***** Text excerpt

From: Xiaoshu Wang <wangxiao@musc.edu>
Date: Mon, 14 Apr 2008 02:21:23 +0100
Message-ID: <4802B193.7010202@musc.edu>
To: "Eric J. Bowman" <eric@bisonsystems.net>
CC: Pat Hayes <phayes@ihmc.us>, Michaeljohn Clement <mj@mjclement.com>, "www-tag@w3.org WG" <www-tag@w3.org>, noah_mendelsohn@us.ibm.com, Jonathan Rees <jar@creativecommons.org>, Phil Archer <parcher@icra.org>, "Williams, Stuart (HP Labs, Bristol)" <skw@hp.com>

Eric J. Bowman wrote:
> Xiaoshu Wang wrote:
>> Eric, can you try to read the latest threads on TAG list and
>> understand what is at debate here?
> Why would you assume that I haven't, or don't?
>> http://lists.w3.org/Archives/Public/www-tag/2008Apr/0139.html.  And 
>> http://dfdf.inesc-id.pt/tr/web-arch is my analysis on the issue last 
>> November.   But many other latest posting would be helpful too.  (Not
>> to convince you but just want us to start more meaningful discussion
>> on equal footing, O.K.)

**********
***** Data extract

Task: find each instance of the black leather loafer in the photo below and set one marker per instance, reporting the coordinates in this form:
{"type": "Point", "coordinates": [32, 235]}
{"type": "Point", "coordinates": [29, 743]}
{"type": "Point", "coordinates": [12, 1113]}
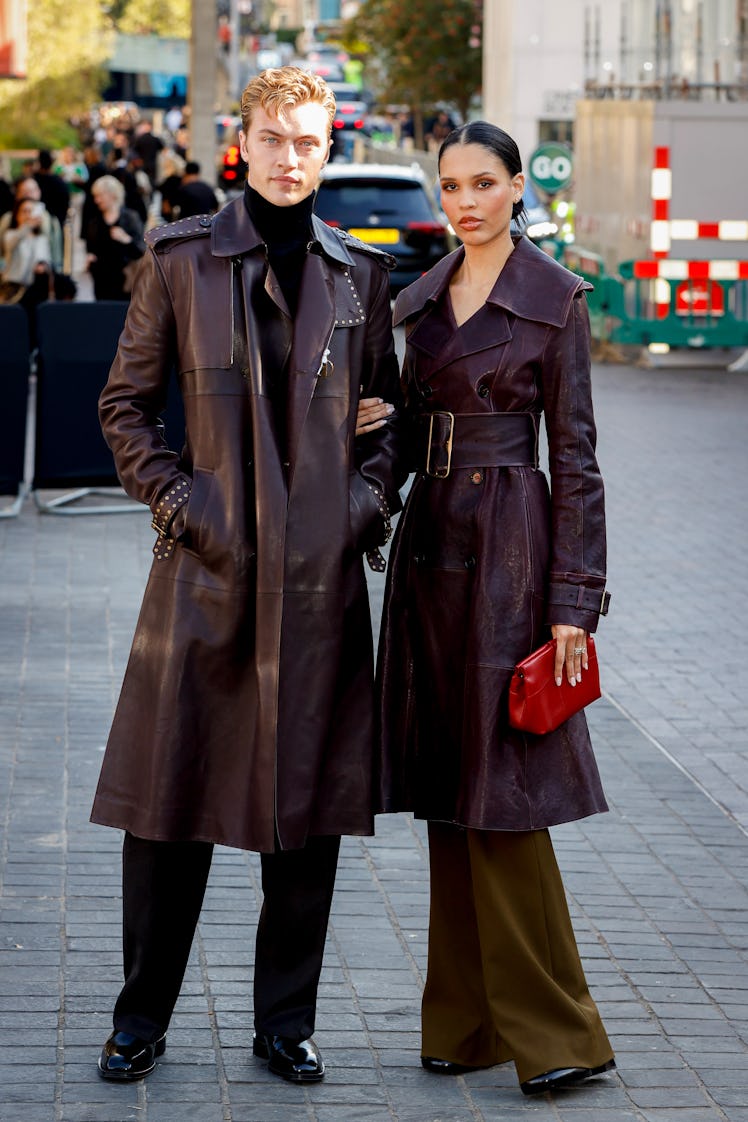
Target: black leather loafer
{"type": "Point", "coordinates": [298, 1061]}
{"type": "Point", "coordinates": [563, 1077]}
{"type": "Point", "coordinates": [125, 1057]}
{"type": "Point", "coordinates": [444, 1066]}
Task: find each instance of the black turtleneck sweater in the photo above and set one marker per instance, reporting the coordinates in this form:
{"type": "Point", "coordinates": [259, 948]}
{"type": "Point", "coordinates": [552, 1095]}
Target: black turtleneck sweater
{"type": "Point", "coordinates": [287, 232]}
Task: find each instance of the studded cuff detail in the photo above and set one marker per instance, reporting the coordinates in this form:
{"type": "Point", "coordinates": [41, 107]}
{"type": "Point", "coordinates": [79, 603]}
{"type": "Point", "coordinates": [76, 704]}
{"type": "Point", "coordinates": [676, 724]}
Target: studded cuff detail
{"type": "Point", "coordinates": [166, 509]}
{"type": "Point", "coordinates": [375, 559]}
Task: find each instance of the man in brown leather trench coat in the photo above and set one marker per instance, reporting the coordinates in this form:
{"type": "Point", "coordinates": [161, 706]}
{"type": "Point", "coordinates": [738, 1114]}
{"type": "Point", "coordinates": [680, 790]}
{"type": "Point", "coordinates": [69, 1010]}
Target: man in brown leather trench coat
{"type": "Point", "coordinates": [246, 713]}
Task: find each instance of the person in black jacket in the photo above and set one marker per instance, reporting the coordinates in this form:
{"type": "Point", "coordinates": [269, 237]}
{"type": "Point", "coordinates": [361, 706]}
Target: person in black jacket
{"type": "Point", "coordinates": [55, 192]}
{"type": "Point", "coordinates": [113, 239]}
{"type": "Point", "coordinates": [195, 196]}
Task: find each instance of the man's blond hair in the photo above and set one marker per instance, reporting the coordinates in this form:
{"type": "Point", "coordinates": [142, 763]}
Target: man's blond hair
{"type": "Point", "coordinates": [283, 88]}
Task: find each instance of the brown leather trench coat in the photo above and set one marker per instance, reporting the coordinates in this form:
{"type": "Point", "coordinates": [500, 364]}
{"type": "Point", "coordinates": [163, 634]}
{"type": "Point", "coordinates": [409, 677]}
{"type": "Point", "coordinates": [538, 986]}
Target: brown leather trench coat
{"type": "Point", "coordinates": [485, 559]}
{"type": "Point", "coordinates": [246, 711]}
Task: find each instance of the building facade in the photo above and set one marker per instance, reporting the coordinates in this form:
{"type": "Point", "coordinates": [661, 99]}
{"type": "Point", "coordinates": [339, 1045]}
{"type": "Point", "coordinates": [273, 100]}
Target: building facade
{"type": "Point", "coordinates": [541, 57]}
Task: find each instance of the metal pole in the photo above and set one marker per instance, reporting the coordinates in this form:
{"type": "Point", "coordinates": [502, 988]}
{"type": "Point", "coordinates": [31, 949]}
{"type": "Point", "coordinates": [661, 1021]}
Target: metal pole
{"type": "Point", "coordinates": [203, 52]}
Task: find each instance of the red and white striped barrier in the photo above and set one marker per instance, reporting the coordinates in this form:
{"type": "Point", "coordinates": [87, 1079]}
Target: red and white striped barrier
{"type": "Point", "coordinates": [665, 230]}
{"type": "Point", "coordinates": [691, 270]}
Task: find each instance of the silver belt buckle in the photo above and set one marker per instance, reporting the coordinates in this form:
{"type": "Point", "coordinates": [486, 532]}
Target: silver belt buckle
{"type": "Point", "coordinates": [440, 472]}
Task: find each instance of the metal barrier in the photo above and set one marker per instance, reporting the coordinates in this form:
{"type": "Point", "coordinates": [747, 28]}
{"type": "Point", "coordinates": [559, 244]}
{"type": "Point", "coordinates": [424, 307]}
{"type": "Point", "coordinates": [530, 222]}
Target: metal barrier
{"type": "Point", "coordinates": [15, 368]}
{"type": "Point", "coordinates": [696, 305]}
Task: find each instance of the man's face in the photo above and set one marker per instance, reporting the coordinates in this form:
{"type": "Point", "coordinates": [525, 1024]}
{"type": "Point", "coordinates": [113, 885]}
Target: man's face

**********

Directives:
1. Sum up the email excerpt in two sentences.
2. Quote the email excerpt, starting with "From: Xiaoshu Wang" and going on through "haven't, or don't?".

Expected answers:
1. In a message to Eric J. Bowman, with several others copied, Xiaoshu Wang quotes an earlier exchange: Wang had asked Bowman to read the latest threads on the TAG list and understand what was being debated, and Bowman had answered by asking why Wang would assume otherwise. Wang's quoted text also points to a list archive post and to Wang's own analysis of the issue from the previous November, and it says the aim is not to convince Bowman but to start a more meaningful discussion on equal footing.

2.
From: Xiaoshu Wang <wangxiao@musc.edu>
Date: Mon, 14 Apr 2008 02:21:23 +0100
Message-ID: <4802B193.7010202@musc.edu>
To: "Eric J. Bowman" <eric@bisonsystems.net>
CC: Pat Hayes <phayes@ihmc.us>, Michaeljohn Clement <mj@mjclement.com>, "www-tag@w3.org WG" <www-tag@w3.org>, noah_mendelsohn@us.ibm.com, Jonathan Rees <jar@creativecommons.org>, Phil Archer <parcher@icra.org>, "Williams, Stuart (HP Labs, Bristol)" <skw@hp.com>

Eric J. Bowman wrote:
> Xiaoshu Wang wrote:
>> Eric, can you try to read the latest threads on TAG list and
>> understand what is at debate here?
> Why would you assume that I haven't, or don't?